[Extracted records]

··········

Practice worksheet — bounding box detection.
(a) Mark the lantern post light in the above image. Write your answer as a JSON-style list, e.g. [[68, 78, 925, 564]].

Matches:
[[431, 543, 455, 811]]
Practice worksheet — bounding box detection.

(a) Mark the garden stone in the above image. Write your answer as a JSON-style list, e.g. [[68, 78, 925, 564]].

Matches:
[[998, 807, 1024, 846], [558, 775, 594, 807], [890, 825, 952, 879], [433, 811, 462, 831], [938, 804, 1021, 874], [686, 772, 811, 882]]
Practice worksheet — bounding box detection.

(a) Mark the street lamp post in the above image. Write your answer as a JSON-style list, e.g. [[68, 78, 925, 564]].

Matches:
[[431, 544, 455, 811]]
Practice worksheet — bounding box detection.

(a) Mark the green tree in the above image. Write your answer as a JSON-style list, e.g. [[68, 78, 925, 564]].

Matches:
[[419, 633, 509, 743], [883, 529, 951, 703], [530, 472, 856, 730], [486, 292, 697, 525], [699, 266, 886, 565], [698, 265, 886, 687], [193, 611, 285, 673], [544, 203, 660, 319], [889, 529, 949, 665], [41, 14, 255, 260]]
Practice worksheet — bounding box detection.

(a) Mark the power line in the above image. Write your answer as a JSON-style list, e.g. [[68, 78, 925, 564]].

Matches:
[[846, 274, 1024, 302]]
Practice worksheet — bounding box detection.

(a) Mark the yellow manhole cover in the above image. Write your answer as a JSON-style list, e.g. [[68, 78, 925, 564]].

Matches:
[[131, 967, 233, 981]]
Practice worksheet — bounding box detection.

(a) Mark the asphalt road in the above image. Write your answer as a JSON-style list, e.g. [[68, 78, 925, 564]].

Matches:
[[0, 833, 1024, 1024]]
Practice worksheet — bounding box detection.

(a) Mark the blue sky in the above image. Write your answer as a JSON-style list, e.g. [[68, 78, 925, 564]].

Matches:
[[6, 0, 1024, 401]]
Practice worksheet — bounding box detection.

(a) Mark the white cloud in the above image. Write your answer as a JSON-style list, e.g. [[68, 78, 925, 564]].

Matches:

··········

Render every line of the material above as a numbered list, omitting the blank lines.

:: TASK RESULT ::
1. Practice worksheet — bounding box detection.
2. (a) Mark the lantern post light in the above image. Write your answer as a JSON-style list, e.g. [[68, 78, 925, 564]].
3. Matches:
4. [[431, 543, 455, 811]]
5. Practice worksheet — bounding box detection.
6. (a) Mark the garden stone in the above image. Write your answer as a JSON-style list, e.g. [[68, 78, 925, 564]].
7. Matches:
8. [[998, 807, 1024, 846], [558, 775, 594, 807], [890, 825, 952, 879], [433, 811, 462, 831], [938, 804, 1021, 874], [686, 772, 811, 882]]
9. Practice worksheet — bounding box detection.
10. (a) Mark the street lamp post in the above image. Write your answer as a JSON-style list, e.g. [[68, 78, 925, 564]].
11. Matches:
12. [[431, 544, 455, 811]]
13. Practice worksheet — bounding box detection.
14. (a) Mark the green tree in the above image. Write your answer as a JSON-style list, e.g. [[68, 78, 925, 564]].
15. Matches:
16. [[419, 633, 509, 743], [883, 529, 951, 703], [530, 472, 856, 730], [486, 292, 697, 525], [699, 266, 886, 565], [698, 265, 886, 687], [193, 611, 285, 673], [544, 203, 660, 319], [889, 529, 949, 665], [41, 14, 255, 260]]
17. Practice worksheet — bounding box detection.
18. (a) Mark the power line in the above image. Write your answer as a JSON-style list, e.g. [[68, 78, 925, 564]].
19. Matches:
20. [[846, 274, 1024, 302]]
21. Practice worksheet — bounding box detection.
22. (a) Mark the yellow manhole cover in the above image. Write your answer as a JSON-style list, e.g. [[68, 78, 925, 564]].
23. Matches:
24. [[131, 967, 233, 981]]
25. Practice worksheet — bounding box detection.
26. (a) Mark the asphalt road in the above image. Write your answer as a JSON-style list, e.g. [[68, 78, 925, 564]].
27. Matches:
28. [[0, 833, 1024, 1024]]
29. Practice worksheet — bounding box detection.
30. (a) Mark the blue sky in the above image. Write your answer as a JSON-style list, e.g. [[68, 78, 925, 564]].
31. Matches:
32. [[6, 0, 1024, 401]]
33. Practice worksheet — bounding box detection.
34. (a) Mark the white cloud in the above image. Write your answer as a JSON-style list, e.g. [[68, 78, 925, 564]].
35. Matches:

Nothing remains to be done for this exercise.